**WHAT IS EXPECTED**
Report how many rows below contain the string "beach", treating uppercase and lowercase as different, and give only the number.

**DATA ENTRIES**
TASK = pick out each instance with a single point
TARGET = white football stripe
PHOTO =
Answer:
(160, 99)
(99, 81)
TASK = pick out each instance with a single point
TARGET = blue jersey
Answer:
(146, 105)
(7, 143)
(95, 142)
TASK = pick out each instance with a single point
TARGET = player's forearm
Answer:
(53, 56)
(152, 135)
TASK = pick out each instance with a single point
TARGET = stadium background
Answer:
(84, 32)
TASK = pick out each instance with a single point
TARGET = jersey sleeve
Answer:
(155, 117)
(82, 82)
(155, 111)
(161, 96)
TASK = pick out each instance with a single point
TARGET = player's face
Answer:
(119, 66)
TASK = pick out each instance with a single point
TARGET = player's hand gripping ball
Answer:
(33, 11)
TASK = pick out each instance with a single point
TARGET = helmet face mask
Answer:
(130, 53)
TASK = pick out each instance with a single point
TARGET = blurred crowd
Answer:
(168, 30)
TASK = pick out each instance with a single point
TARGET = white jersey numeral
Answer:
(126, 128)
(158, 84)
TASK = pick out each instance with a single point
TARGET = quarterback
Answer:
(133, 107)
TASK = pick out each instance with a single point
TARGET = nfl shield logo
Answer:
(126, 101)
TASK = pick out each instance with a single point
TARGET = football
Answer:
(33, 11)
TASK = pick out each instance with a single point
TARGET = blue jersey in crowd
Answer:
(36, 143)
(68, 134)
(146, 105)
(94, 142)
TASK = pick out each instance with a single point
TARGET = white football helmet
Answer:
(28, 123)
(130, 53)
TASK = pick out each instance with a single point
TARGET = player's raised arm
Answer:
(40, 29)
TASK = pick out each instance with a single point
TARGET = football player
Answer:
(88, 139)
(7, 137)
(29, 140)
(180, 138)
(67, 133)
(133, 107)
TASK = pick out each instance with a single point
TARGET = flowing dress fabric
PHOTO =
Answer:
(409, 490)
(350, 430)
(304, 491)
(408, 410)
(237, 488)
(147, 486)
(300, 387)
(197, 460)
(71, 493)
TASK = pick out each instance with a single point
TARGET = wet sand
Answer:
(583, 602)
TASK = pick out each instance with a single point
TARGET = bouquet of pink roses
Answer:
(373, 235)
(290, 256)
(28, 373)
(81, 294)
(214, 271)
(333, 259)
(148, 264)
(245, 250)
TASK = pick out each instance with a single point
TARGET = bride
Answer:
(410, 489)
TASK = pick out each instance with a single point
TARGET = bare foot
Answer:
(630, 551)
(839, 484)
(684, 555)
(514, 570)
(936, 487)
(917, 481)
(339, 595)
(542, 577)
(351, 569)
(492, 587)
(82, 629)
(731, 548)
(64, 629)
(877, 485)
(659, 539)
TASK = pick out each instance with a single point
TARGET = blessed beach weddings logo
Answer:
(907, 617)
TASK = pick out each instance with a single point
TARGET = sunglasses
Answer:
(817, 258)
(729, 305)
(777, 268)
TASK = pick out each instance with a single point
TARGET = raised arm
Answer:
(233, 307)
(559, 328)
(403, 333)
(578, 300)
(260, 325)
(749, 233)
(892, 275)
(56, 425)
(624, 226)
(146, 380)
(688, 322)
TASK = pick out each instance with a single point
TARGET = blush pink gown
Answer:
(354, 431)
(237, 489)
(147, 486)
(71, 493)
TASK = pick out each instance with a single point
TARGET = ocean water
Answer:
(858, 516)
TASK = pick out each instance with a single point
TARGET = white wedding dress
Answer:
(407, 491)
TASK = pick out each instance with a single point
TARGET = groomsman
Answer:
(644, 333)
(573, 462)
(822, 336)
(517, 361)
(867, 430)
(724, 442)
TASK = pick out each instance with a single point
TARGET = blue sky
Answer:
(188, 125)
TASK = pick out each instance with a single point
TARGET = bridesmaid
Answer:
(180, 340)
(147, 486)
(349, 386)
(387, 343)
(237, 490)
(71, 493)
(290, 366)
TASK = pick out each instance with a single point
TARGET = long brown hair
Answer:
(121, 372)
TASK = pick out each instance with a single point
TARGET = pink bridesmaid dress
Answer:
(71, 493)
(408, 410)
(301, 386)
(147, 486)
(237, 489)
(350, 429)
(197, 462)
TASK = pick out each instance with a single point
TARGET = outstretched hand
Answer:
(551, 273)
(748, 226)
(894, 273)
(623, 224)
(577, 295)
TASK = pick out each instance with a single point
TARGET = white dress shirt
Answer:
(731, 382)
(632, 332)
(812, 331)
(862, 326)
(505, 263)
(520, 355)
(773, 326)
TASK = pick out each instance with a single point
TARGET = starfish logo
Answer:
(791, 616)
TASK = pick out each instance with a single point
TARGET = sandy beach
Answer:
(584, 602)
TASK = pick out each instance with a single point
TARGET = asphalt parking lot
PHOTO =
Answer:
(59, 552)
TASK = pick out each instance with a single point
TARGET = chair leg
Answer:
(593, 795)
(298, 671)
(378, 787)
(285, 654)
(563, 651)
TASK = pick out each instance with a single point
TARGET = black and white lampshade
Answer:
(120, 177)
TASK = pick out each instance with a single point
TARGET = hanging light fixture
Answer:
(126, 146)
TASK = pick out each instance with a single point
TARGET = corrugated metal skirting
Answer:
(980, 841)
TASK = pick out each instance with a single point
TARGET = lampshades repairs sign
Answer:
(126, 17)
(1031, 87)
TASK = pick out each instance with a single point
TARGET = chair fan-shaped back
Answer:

**ANSWER TO THE EXERCISE**
2